_Enunciado da tarefa_
Copie palavra por palavra, do trecho sobre a série Jack Ryan, tudo o que vai desde "De Paris a Washington, do" até "umas às outras.".

_Trecho do documento_
O chefe de Ryan não se convence: demovido de um alto posto por causa de uma ação desastrada, James Greer (Wendell Pierce) não quer dar outro passo em falso e arruinar de vez o que lhe resta da carreira. Os acontecimentos, porém, vão atropelar a sua reticência. Juntos, Greer e Ryan de uma hora para outra se verão metidos numa caçada que se desenrola em vários pontos do planeta ao mesmo tempo.
De Paris a Washington, do Iêmen ao deserto sírio, Ryan e seu chefe tentam não apenas deter Suleiman (Ali Suliman), como sobretudo compreendê-lo: eis aqui uma variedade muito sofisticada de terrorista. Assim como o saudita Osama bin Laden, o sírio-libanês Suleiman é capaz de raciocinar como um enxadrista, planejando ações concatenadas que não têm relação aparente, mas que se multiplicam umas às outras.
Os criadores/roteiristas/showrunners de Jack Ryan, produzida pela Amazon e já disponível na íntegra na plataforma, têm traquejo nesse tipo de enredo. Entre muitos outros créditos, Carlton Cuse tocou Lost em parceria com Damon Lindelof, e Graham Roland escreveu e produziu Fringe e The Returned.

_Dados fornecidos_
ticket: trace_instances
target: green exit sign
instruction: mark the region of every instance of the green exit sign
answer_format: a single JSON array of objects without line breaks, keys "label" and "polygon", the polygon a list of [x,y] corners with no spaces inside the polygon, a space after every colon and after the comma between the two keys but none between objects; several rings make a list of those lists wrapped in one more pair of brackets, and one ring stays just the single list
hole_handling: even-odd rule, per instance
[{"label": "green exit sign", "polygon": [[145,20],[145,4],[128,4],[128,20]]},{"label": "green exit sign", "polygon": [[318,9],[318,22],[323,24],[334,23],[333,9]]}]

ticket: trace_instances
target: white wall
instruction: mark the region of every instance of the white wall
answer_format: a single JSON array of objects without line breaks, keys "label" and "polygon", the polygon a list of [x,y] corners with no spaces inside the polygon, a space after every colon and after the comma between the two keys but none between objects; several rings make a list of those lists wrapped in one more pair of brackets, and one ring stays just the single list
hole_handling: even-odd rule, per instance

_Tarefa concluída_
De Paris a Washington, do Iêmen ao deserto sírio, Ryan e seu chefe tentam não apenas deter Suleiman (Ali Suliman), como sobretudo compreendê-lo: eis aqui uma variedade muito sofisticada de terrorista. Assim como o saudita Osama bin Laden, o sírio-libanês Suleiman é capaz de raciocinar como um enxadrista, planejando ações concatenadas que não têm relação aparente, mas que se multiplicam umas às outras.